----- Exercise material -----
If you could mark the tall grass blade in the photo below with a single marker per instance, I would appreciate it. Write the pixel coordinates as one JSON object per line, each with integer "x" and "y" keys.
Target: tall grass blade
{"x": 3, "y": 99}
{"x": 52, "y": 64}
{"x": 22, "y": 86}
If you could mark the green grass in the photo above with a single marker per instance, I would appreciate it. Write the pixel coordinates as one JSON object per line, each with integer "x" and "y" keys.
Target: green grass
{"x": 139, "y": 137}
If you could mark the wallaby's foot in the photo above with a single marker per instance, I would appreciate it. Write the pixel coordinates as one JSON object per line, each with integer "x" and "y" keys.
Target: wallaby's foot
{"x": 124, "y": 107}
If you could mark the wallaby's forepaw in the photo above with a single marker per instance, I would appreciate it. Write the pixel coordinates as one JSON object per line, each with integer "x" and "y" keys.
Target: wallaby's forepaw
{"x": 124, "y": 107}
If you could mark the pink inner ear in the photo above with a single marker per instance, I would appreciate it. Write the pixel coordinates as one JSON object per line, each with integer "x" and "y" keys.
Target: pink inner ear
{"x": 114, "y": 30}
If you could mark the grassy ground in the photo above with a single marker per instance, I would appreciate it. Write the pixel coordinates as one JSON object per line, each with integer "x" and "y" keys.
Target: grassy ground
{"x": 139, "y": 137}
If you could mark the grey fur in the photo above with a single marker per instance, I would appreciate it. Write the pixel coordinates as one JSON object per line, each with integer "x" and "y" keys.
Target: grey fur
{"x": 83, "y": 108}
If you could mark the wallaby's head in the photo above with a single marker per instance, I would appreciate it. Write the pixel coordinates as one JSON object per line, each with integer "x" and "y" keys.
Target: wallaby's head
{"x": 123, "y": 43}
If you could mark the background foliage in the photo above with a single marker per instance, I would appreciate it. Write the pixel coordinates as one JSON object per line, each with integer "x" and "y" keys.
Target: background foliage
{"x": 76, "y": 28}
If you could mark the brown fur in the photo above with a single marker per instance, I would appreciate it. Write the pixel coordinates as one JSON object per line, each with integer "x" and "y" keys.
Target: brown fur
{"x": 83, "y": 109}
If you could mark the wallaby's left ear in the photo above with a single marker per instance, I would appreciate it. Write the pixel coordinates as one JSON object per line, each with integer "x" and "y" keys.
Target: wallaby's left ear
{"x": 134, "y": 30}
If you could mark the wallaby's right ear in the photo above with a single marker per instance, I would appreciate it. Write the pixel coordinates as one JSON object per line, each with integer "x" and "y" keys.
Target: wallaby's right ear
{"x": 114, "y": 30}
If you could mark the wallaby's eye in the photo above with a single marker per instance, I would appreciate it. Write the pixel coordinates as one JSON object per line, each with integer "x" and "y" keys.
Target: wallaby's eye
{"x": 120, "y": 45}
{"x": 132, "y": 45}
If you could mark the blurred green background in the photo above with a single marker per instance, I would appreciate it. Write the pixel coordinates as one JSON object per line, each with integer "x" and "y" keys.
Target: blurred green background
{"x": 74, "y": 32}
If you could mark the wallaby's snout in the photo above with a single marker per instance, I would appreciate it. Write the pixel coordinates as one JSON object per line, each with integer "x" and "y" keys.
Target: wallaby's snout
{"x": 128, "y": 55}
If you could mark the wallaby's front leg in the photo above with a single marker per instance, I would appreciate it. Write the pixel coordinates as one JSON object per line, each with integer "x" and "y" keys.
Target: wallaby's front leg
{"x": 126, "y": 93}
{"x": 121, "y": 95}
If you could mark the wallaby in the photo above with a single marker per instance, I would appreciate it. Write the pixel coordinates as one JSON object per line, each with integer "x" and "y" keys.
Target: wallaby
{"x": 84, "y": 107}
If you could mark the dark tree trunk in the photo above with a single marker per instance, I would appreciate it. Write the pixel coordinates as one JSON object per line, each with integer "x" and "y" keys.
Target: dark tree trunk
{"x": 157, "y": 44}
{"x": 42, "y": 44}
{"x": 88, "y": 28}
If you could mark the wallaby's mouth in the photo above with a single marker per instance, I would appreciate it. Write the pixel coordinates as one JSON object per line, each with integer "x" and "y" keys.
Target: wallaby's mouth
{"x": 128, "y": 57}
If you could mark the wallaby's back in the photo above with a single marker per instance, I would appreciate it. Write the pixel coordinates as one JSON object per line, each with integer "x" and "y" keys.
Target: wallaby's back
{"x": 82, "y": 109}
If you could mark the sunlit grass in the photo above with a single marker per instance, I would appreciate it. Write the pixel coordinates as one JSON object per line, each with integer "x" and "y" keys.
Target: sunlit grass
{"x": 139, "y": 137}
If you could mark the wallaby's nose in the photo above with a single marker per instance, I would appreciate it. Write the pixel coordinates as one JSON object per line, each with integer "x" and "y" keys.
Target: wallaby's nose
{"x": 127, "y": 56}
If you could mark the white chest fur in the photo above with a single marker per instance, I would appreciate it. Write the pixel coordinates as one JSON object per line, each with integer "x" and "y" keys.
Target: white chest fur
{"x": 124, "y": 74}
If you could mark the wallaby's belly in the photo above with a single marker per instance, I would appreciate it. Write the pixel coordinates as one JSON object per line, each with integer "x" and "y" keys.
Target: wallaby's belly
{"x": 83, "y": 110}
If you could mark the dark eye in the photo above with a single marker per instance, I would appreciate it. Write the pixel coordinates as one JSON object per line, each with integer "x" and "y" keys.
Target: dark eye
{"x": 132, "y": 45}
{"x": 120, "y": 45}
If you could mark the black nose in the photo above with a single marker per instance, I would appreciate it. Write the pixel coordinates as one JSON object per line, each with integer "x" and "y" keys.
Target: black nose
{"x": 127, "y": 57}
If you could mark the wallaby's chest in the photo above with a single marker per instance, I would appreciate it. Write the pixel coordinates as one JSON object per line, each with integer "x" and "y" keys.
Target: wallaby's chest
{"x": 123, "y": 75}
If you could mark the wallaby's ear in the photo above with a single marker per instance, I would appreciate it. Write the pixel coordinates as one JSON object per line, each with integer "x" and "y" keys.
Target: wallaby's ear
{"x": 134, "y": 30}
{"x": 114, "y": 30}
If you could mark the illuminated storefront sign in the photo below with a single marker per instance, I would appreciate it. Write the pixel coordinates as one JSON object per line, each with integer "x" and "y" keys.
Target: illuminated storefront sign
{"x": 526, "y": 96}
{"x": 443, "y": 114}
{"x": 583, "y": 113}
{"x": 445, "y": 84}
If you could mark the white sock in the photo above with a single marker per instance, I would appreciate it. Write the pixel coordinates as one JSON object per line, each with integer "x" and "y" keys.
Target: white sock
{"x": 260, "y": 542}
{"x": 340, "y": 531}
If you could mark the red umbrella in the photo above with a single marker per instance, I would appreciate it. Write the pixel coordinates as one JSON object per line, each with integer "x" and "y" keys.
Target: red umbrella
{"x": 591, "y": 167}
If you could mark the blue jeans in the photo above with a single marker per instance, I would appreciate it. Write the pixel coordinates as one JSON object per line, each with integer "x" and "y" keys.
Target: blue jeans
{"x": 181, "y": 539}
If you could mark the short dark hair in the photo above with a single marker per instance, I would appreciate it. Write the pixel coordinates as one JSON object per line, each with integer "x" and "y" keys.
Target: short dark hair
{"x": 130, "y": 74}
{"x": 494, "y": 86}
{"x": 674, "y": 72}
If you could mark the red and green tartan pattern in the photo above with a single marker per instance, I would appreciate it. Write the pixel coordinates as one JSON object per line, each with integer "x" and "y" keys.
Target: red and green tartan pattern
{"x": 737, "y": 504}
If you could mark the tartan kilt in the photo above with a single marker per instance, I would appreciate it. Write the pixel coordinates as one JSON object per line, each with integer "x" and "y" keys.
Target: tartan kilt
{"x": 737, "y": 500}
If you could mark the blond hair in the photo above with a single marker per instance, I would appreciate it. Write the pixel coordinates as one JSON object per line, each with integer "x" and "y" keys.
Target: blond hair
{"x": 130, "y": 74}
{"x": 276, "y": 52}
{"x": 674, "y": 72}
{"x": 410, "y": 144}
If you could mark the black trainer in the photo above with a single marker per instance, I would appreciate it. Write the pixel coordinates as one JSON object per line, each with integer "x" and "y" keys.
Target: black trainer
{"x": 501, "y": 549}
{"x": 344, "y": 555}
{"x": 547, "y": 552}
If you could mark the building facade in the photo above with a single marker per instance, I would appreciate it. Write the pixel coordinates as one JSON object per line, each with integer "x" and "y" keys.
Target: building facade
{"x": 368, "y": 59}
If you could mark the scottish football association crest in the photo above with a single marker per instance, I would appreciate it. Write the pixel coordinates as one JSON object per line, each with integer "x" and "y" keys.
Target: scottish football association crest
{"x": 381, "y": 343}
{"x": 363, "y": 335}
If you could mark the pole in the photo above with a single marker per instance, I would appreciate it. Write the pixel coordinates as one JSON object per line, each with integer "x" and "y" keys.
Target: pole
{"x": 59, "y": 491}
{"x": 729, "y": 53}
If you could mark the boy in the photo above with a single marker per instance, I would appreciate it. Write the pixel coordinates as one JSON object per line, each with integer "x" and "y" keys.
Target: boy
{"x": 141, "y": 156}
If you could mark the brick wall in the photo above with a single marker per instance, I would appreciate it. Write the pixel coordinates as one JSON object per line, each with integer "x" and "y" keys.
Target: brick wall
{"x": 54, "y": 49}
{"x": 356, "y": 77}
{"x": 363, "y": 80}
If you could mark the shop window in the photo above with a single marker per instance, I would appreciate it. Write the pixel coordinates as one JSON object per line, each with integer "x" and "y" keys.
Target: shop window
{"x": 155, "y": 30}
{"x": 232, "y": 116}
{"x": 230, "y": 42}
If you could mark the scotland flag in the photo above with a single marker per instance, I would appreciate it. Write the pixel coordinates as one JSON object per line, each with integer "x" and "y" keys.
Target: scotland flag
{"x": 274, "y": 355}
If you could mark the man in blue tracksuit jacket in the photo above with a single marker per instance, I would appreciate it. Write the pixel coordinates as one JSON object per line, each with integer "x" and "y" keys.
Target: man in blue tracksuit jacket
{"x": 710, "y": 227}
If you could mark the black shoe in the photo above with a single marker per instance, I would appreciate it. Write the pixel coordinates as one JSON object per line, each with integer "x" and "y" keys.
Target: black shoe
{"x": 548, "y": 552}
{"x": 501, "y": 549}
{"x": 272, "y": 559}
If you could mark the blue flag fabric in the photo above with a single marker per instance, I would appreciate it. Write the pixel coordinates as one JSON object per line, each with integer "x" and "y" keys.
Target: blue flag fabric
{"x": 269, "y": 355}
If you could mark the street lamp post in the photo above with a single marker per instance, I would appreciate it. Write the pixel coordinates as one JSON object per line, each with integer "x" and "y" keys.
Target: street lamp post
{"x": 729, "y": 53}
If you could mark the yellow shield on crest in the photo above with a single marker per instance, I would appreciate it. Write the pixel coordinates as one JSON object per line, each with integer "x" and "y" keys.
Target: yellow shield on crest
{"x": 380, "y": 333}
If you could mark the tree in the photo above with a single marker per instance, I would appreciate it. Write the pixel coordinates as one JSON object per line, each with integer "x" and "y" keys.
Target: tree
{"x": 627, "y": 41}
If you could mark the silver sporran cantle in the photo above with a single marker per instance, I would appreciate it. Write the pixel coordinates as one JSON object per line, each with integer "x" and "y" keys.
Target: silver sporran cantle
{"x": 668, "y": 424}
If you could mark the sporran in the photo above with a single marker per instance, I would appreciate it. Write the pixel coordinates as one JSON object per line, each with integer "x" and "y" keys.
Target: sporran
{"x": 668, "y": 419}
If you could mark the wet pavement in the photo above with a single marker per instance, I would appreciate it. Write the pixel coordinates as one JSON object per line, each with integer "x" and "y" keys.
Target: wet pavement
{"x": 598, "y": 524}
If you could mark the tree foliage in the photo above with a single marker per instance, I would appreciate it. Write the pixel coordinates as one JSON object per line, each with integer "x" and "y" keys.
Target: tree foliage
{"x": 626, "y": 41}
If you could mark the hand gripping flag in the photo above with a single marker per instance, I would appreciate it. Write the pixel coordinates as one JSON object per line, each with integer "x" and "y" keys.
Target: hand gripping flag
-----
Stated exercise:
Set down, exactly and in full, the lines from the one containing "If you could mark the silver" through the end of the entries; no other line belongs.

The response:
If you could mark the silver sporran cantle in the photo above with a single marker per instance, I would appreciate it. Write the pixel coordinates as one JSON object per line, each with integer "x" and "y" keys.
Target: silver sporran cantle
{"x": 668, "y": 424}
If you could mark the sporran in the photo above with a single marker per instance, I would appreciate it. Write the pixel coordinates as one JSON object per line, each with integer "x" and "y" keys.
Target: sporran
{"x": 668, "y": 419}
If you could mark the wet pavement in the photo above with a single marker per instance, I would appreciate it. Write the pixel coordinates as one JSON object per line, each with integer "x" and "y" keys.
Target: wet pavement
{"x": 598, "y": 524}
If you could mark the tree foliage in the photo above with a single marker per instance, I would appreciate it. Write the pixel coordinates as one JSON object per line, each with integer "x" and "y" keys.
Target: tree foliage
{"x": 626, "y": 41}
If you could mark the hand gripping flag in the photo above with a single marker per instance, I would appreciate it. Write the pixel coordinates as one JSON object per line, each with integer "x" and "y" keys.
Target: hand gripping flag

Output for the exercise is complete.